'''

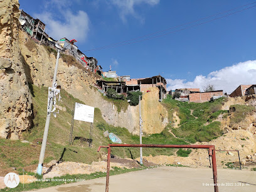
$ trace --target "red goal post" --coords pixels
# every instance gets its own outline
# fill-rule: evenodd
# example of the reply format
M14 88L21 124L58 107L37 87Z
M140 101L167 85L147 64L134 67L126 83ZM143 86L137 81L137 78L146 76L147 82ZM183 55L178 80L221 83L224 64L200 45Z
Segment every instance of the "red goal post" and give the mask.
M98 152L101 147L107 149L107 176L106 176L106 188L105 191L109 192L109 171L110 169L110 152L111 147L164 147L164 148L192 148L192 149L208 149L209 156L211 156L213 164L213 174L214 191L218 192L217 184L217 166L216 163L215 147L214 145L156 145L156 144L109 144L107 146L99 146Z

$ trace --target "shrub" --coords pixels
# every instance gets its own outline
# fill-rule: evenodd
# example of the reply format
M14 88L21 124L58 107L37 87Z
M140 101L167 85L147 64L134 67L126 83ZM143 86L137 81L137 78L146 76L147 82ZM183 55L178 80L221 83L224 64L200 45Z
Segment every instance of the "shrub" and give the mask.
M188 155L191 152L192 150L188 149L188 150L184 150L182 149L179 149L177 151L177 155L180 157L188 157Z
M124 97L123 95L118 95L117 93L112 88L108 88L107 91L107 97L110 99L124 99Z
M29 40L28 42L25 43L25 46L27 47L28 50L31 51L33 49L36 50L36 43L32 40Z
M139 104L139 95L142 95L142 93L139 91L127 93L127 99L130 100L130 105L136 106Z
M179 92L175 91L173 95L173 99L174 99L175 98L179 98L181 97L181 93Z

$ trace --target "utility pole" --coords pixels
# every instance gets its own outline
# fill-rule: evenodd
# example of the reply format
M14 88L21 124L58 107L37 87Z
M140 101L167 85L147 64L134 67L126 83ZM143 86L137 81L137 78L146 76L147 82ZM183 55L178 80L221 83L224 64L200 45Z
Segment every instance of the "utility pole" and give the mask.
M150 92L147 90L145 93L139 95L139 144L141 145L142 144L142 118L141 117L141 99L143 95L146 93ZM140 154L140 164L143 164L143 158L142 158L142 147L139 147L139 154Z
M50 92L50 104L48 103L47 104L48 108L47 108L46 121L45 122L45 132L43 133L42 146L41 147L41 152L40 152L40 156L39 157L38 167L38 169L36 171L37 174L40 175L42 174L43 164L43 159L45 158L45 148L46 147L47 137L48 137L48 133L49 131L50 120L51 119L51 108L53 107L53 97L54 97L53 89L55 87L56 87L55 83L56 83L56 78L57 76L58 60L60 58L60 50L58 49L57 58L56 58L55 70L54 71L54 75L53 75L53 86L52 86L53 89L51 90L51 92Z

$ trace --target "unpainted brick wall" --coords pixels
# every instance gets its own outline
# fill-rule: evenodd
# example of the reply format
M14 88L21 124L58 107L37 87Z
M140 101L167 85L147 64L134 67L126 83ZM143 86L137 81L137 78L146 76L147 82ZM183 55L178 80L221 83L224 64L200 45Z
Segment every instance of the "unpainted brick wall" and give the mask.
M213 96L220 96L223 94L223 91L190 93L189 99L191 102L201 103L209 101Z

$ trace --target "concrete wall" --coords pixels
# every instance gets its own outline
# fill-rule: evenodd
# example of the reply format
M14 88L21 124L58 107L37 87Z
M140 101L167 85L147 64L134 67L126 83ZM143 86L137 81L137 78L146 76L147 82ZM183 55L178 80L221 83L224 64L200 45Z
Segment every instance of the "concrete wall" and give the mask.
M222 95L223 92L215 91L211 92L190 93L189 95L189 102L195 103L201 103L209 101L213 96Z
M117 78L117 72L115 71L110 71L108 72L104 72L103 75L107 78Z
M241 97L245 95L246 90L251 87L252 85L239 85L230 95L231 97Z

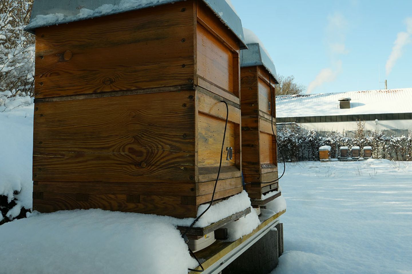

'''

Gather every line of the records that contains the word "concrete". Case counts.

> [Result for this exercise]
$ trace --target "concrete wall" --coords pixels
Segment every instance of the "concrete wall" and give the mask.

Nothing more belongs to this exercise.